Work required. Please output the entries below from the line that contains "Target: green metal wire" through the final line, reproduced exactly and alone.

Natural language region descriptions.
═══

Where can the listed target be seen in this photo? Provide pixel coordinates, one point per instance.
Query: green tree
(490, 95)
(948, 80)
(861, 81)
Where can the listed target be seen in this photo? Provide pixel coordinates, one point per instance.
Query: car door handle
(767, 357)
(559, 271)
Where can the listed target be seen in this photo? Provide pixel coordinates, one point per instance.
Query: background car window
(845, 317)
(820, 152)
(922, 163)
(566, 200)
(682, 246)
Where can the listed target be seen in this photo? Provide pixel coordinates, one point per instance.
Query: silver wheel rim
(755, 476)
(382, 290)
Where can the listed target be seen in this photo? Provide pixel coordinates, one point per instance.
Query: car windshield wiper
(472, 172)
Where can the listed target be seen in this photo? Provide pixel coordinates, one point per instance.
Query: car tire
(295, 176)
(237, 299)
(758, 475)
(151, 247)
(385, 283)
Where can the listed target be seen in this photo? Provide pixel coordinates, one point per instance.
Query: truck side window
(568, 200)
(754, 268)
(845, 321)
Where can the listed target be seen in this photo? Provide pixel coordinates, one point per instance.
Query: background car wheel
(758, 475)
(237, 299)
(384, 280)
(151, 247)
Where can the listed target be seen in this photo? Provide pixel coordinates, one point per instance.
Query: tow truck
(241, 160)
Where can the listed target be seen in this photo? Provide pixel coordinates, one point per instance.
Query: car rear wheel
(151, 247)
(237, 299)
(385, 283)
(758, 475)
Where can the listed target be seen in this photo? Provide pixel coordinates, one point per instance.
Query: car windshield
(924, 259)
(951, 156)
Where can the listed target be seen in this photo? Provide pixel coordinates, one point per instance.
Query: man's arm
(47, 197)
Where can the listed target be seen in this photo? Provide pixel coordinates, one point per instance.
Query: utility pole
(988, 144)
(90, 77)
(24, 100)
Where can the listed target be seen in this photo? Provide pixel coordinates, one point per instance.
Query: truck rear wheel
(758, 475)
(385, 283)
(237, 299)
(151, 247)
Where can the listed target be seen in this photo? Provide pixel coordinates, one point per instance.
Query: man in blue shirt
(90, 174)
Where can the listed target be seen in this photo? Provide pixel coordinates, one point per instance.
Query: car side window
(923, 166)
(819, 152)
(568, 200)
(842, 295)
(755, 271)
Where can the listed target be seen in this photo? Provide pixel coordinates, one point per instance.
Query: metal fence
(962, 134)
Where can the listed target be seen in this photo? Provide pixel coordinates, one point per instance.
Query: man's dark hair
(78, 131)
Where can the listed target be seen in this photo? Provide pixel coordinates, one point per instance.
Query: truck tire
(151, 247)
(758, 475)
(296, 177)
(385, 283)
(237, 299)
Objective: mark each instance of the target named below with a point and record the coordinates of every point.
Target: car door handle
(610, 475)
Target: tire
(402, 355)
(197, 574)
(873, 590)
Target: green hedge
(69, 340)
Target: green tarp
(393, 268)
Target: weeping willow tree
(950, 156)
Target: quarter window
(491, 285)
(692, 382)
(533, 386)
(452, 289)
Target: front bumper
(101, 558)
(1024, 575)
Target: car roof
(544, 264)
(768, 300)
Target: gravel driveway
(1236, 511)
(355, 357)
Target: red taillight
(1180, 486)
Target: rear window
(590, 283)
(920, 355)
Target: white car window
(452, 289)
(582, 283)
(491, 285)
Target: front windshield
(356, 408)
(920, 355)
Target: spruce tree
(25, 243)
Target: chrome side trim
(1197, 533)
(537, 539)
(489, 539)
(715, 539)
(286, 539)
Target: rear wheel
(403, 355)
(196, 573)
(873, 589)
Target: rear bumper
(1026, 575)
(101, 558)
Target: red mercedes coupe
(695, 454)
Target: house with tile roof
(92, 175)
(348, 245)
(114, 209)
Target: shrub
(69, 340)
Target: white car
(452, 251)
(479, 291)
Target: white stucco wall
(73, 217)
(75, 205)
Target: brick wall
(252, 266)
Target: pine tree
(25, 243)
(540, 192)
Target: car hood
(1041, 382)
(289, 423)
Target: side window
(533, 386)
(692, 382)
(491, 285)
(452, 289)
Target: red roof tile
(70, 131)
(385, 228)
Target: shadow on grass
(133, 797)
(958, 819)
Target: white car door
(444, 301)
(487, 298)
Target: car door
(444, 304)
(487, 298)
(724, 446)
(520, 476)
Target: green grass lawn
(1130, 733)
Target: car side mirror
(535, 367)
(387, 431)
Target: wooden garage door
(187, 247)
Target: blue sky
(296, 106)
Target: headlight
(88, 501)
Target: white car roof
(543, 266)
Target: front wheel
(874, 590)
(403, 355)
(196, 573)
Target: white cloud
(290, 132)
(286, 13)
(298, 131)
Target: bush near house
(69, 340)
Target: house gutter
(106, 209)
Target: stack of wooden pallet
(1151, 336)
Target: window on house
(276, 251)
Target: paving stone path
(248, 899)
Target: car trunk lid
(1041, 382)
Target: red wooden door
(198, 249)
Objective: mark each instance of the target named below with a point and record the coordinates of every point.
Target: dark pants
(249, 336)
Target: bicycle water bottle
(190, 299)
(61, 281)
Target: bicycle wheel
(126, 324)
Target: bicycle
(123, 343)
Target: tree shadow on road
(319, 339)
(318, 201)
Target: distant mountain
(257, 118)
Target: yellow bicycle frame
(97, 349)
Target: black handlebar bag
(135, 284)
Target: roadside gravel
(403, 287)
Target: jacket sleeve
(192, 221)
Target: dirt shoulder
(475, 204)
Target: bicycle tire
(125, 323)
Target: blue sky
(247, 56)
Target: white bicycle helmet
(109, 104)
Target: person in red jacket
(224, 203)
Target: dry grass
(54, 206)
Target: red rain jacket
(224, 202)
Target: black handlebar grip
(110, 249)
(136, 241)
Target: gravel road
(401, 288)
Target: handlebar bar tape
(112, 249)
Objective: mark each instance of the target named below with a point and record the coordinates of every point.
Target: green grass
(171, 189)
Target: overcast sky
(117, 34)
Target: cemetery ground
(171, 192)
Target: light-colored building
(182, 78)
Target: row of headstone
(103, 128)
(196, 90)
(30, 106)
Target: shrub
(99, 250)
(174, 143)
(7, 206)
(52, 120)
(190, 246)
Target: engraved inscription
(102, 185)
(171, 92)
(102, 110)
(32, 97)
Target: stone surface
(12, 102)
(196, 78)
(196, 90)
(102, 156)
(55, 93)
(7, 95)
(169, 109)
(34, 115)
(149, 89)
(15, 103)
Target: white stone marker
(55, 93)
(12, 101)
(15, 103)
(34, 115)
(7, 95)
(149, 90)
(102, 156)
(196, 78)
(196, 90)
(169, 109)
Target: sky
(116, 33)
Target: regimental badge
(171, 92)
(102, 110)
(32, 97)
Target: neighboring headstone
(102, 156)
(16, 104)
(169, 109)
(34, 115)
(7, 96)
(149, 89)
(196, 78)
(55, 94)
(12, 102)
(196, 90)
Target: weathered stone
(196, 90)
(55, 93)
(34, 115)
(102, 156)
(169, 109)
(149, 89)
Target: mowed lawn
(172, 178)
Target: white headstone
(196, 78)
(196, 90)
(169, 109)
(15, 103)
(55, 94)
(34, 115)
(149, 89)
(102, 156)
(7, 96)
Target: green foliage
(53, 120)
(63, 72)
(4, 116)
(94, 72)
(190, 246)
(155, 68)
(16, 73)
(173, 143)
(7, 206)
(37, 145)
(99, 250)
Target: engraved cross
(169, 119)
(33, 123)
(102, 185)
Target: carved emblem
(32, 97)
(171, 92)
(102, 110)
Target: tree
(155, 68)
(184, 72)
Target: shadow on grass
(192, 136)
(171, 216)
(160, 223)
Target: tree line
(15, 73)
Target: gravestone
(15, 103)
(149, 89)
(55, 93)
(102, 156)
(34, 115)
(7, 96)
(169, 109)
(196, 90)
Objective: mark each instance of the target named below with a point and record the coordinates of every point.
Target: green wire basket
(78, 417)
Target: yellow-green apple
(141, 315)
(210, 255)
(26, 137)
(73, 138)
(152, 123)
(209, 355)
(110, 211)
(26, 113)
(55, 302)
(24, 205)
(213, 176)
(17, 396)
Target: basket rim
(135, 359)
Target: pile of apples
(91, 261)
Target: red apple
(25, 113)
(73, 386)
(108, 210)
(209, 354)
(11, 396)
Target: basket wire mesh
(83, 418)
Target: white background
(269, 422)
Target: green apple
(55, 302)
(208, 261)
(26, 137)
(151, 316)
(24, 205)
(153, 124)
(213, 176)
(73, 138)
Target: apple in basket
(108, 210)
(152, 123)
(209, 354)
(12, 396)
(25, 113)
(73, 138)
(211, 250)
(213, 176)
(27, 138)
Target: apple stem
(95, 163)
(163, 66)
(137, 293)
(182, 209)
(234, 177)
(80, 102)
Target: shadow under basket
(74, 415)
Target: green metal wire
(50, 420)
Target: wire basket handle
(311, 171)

═══

Exercise result.
Target: green metal wire
(50, 420)
Target: wire basket handle
(311, 171)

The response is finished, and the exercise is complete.